╭──
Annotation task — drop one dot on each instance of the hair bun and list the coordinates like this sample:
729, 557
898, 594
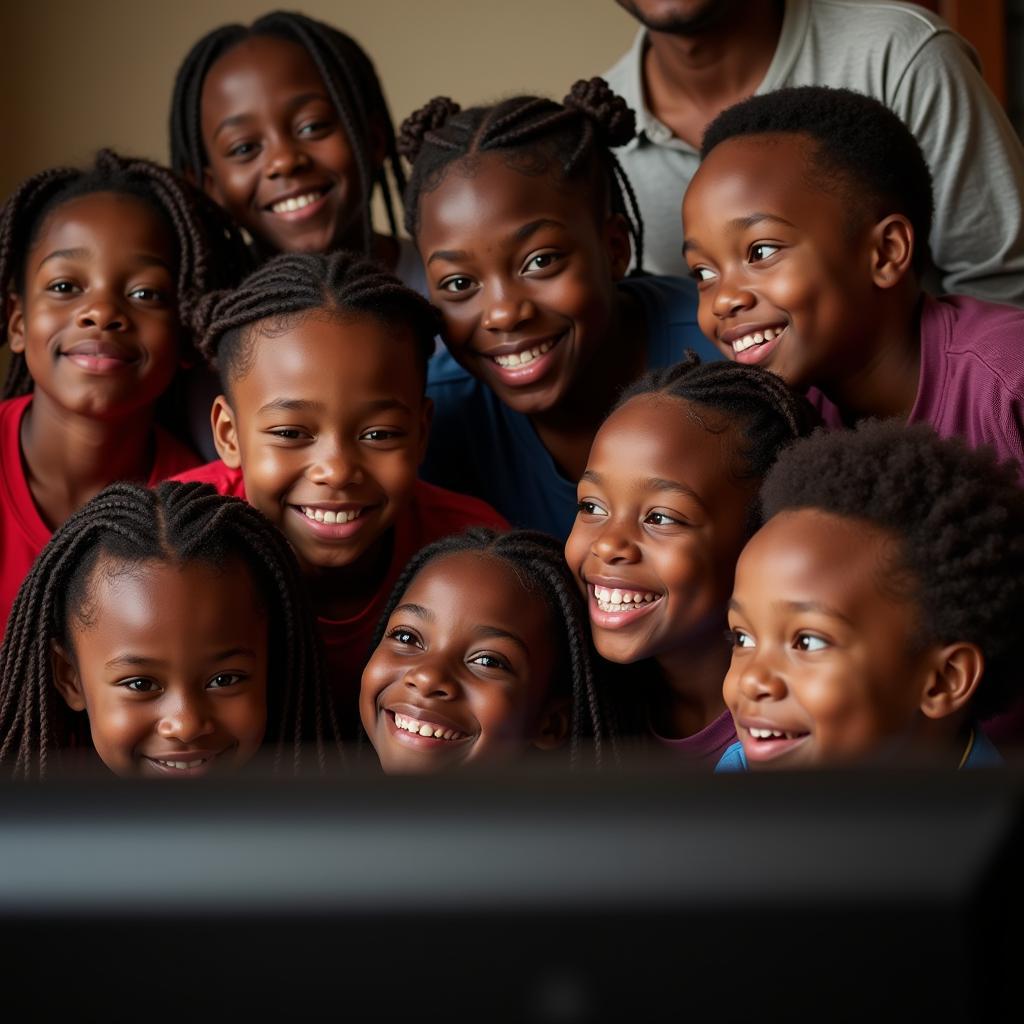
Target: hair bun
607, 111
428, 118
╰──
*Problem to solve*:
Output every line of the data above as a numbered list, omitting blank lines and leaving the pictures out.

*Exercise output*:
1. Annotation task — drop one dot on each instance of the hair bun and list the coordinates like this sample:
2. 729, 557
3. 898, 594
4. Target: hair bun
5. 607, 111
6. 428, 118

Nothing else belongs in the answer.